=== YOUR OBJECTIVE ===
Return verbatim the line containing "Query: railway platform" together with all lines that follow it in the records, and no other material.

=== INFORMATION ===
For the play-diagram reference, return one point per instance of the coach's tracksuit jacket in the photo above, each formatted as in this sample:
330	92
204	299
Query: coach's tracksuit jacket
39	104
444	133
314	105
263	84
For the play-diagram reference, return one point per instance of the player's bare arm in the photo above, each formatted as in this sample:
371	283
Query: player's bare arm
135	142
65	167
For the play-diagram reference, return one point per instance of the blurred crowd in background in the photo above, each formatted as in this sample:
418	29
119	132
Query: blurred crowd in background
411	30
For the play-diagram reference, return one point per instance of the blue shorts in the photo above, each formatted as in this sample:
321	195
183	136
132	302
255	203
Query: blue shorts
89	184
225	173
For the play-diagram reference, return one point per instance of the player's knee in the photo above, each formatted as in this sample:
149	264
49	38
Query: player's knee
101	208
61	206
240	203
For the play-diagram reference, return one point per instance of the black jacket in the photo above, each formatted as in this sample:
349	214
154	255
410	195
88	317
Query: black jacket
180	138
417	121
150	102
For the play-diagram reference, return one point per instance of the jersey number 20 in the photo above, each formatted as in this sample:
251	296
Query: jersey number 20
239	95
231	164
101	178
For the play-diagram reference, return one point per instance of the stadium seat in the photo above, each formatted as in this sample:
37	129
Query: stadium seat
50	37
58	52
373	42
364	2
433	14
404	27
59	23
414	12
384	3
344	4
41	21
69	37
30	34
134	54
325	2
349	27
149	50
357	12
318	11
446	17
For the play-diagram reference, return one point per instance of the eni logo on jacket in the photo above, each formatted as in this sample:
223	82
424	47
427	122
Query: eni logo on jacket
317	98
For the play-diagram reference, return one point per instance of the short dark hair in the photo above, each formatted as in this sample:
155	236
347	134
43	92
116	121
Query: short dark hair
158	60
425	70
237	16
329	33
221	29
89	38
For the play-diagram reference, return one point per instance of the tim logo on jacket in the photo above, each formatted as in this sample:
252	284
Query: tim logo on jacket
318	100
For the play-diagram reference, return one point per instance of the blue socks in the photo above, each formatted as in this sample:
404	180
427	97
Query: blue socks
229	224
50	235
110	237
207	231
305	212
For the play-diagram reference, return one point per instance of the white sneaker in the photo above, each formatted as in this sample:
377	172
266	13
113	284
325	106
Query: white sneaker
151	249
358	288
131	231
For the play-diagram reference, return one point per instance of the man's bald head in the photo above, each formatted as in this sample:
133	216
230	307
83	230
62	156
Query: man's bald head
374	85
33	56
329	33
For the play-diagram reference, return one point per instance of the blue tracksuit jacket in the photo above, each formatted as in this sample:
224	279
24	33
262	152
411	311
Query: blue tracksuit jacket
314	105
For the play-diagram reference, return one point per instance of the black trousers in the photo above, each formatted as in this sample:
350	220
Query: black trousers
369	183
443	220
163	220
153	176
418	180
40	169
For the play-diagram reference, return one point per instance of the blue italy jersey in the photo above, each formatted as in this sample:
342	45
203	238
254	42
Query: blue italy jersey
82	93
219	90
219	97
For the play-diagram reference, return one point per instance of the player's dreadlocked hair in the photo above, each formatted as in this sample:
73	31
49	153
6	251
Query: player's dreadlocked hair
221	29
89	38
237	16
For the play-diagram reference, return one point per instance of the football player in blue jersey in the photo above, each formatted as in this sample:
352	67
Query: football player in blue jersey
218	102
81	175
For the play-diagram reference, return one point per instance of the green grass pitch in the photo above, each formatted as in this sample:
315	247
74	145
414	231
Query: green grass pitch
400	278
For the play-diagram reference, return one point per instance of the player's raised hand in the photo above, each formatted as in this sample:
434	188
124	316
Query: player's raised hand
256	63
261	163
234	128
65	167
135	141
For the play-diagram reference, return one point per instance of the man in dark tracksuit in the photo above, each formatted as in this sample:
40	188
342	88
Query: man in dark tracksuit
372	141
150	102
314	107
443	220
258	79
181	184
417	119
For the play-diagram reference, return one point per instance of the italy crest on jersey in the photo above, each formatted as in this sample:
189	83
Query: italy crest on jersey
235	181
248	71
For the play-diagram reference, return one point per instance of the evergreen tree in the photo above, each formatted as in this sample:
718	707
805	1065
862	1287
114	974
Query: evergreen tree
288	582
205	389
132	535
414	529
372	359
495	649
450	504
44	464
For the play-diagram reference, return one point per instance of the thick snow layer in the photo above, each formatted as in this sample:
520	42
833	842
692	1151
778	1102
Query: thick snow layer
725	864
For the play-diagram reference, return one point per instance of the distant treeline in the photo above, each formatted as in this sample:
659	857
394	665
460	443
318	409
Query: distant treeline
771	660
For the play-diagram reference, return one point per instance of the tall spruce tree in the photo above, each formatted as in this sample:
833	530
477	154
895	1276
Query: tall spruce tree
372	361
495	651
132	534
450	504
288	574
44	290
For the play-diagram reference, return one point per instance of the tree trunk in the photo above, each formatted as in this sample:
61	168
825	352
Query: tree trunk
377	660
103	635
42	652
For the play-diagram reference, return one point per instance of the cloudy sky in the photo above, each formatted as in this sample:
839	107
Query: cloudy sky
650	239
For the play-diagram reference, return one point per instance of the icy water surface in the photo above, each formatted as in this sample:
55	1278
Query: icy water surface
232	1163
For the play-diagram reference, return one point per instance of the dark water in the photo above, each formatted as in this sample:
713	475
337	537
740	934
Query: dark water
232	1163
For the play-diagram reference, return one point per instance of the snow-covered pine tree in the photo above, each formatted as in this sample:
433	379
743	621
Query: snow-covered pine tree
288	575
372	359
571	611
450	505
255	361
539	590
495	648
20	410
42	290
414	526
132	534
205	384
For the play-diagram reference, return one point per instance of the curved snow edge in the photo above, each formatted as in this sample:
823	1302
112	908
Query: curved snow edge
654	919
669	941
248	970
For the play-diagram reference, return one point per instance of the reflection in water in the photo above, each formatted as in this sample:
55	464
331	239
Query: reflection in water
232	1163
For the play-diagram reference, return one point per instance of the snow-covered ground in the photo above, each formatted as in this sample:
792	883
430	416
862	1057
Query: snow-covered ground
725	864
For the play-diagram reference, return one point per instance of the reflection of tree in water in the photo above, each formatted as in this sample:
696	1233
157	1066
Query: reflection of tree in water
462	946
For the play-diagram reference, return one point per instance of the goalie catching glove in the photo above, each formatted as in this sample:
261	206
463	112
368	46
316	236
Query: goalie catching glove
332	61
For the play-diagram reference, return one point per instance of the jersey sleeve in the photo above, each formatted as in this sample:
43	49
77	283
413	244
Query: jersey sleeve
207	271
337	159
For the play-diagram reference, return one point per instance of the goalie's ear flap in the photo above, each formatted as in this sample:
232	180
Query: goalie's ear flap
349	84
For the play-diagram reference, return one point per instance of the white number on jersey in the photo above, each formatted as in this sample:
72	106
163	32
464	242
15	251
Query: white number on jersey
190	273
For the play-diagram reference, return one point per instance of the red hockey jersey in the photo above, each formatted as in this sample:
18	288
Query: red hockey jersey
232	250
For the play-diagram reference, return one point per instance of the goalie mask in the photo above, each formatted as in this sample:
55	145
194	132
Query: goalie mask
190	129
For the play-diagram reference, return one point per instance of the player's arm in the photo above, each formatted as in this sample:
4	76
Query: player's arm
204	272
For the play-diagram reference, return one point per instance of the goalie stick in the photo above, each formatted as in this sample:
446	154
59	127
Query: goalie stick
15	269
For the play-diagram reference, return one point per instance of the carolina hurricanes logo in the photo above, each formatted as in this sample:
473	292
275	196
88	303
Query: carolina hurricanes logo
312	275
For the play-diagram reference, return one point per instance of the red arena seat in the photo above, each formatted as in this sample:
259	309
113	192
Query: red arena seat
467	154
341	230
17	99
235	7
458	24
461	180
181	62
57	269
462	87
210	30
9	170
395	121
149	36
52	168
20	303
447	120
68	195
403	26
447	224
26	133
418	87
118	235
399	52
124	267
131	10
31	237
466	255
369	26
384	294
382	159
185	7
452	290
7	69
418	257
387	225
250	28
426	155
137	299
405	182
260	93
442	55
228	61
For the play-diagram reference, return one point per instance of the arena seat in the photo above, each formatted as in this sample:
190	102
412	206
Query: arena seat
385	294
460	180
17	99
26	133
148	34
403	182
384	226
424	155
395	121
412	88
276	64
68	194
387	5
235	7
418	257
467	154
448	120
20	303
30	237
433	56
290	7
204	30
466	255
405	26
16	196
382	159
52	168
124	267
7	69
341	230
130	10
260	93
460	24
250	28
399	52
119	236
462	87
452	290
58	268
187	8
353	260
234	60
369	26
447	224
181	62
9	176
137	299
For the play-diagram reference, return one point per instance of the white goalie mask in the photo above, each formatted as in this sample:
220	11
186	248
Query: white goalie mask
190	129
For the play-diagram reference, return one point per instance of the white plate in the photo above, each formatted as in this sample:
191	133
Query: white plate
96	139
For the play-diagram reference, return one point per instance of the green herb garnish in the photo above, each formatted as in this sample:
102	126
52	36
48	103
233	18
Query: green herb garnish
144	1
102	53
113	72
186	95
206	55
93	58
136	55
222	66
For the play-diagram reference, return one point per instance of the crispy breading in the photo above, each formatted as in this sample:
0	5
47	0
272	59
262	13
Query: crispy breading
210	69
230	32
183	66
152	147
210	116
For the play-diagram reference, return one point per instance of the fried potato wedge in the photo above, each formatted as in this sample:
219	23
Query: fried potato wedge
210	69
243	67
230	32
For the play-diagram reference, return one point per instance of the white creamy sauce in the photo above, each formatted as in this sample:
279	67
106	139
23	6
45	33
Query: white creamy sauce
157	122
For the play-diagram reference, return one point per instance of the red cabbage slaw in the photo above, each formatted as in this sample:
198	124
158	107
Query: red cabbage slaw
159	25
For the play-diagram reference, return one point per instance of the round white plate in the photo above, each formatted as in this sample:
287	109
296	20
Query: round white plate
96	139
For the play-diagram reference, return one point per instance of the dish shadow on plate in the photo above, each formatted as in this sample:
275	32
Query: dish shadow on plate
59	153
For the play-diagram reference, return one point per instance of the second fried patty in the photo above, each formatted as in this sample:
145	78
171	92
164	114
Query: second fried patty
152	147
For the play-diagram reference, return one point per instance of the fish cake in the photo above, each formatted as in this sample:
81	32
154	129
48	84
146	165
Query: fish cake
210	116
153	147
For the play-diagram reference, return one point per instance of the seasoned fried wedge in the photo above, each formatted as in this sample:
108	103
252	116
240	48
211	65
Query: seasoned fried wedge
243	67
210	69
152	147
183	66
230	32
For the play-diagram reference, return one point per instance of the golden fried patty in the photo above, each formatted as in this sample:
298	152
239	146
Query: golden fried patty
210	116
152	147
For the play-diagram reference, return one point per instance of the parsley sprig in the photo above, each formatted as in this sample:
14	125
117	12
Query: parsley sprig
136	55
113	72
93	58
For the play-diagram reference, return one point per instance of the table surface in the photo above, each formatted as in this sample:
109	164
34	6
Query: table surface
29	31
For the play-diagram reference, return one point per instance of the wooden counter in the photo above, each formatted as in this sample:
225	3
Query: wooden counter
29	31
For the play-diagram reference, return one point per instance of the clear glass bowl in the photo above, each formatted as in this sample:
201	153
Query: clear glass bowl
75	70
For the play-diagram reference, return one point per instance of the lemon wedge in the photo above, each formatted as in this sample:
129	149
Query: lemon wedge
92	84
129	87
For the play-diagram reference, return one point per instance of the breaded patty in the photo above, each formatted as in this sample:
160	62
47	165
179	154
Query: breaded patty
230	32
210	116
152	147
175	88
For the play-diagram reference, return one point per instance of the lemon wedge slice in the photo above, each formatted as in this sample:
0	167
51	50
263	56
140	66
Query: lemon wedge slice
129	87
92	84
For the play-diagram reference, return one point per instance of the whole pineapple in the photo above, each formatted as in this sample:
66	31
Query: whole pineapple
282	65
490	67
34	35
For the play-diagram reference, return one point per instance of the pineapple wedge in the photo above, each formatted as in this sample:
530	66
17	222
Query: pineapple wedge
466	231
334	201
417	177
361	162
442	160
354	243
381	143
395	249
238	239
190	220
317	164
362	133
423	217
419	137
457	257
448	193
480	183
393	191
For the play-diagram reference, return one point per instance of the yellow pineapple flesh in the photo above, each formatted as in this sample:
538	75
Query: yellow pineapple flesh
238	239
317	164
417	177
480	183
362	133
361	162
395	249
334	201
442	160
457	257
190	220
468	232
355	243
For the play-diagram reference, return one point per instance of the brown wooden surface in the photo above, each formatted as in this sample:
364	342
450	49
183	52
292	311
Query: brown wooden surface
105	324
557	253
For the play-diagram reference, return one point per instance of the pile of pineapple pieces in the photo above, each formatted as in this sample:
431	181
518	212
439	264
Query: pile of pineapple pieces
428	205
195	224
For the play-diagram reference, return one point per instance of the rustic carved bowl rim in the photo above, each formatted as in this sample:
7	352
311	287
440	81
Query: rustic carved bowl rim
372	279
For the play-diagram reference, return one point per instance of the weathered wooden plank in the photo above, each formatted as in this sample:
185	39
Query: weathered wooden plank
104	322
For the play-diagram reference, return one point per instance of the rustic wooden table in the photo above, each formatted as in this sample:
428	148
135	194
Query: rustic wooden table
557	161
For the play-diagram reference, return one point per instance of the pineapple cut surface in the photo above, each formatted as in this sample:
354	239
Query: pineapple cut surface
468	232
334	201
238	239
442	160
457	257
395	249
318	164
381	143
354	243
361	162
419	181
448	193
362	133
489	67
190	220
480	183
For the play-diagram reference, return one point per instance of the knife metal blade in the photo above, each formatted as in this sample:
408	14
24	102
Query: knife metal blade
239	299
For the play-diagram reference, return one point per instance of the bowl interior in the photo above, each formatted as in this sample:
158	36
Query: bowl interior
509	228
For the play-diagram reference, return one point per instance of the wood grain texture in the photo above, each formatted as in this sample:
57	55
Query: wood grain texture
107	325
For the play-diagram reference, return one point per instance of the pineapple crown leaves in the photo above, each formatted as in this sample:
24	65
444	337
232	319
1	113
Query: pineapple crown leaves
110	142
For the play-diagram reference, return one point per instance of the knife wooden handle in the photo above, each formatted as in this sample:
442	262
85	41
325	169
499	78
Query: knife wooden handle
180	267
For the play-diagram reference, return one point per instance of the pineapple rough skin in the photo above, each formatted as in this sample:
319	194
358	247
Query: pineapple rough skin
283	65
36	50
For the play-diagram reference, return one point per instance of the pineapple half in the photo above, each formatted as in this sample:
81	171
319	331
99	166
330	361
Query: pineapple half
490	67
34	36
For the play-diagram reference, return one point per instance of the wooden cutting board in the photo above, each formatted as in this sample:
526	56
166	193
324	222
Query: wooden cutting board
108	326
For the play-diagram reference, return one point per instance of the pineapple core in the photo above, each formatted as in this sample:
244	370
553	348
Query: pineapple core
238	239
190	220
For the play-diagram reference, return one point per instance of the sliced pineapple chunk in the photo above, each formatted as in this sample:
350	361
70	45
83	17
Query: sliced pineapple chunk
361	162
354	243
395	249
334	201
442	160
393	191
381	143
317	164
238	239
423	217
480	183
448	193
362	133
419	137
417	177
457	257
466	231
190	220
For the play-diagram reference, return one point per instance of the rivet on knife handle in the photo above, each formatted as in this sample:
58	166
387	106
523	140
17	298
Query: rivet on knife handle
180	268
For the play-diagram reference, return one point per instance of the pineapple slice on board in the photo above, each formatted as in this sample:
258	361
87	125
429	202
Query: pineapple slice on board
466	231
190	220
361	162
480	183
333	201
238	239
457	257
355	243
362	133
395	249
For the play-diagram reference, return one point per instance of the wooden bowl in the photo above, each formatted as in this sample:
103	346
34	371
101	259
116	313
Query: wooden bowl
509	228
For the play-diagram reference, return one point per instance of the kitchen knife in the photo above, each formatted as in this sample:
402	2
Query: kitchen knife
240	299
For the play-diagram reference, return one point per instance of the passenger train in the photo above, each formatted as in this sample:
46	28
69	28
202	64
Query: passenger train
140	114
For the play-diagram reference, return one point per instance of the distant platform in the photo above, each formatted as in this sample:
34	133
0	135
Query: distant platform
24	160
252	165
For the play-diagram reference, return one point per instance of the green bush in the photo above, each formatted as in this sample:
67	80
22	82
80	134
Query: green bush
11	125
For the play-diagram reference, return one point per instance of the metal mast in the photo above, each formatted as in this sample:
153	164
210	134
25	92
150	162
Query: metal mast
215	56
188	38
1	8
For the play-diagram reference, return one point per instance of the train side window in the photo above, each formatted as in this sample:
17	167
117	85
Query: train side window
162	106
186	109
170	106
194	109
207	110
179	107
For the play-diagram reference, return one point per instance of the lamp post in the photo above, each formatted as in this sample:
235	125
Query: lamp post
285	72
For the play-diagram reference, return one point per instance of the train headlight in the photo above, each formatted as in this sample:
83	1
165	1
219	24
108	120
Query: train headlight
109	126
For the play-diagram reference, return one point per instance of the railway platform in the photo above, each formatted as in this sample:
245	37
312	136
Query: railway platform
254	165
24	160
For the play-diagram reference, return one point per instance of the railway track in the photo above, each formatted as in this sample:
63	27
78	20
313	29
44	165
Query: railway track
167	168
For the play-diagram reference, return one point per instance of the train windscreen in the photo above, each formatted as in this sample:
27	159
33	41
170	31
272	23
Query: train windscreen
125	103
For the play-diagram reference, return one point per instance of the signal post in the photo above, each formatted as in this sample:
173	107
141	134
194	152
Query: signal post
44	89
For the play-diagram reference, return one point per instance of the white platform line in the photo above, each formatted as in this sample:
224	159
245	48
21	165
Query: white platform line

=== SOLUTION TO THE EXERCISE ===
Query: railway platform
254	165
24	160
For the play-diagram reference, return one point per instance of the railway track in the photo above, each formatted as in this sample:
63	27
78	20
313	29
44	165
Query: railway track
167	168
For the play-diagram reference, return one point per instance of the train windscreen in the photo above, each formatted as in this sample:
27	159
33	41
170	31
272	23
Query: train windscreen
125	103
For the play-diagram reference, return one point per instance of the signal post in the photo above, each formatted as in this sample:
173	107
141	134
194	152
Query: signal post
44	89
For the play-diagram reference, return one point per instance of the white platform line in the photo above, each formatted as in this sample:
224	159
245	48
21	165
Query: white platform line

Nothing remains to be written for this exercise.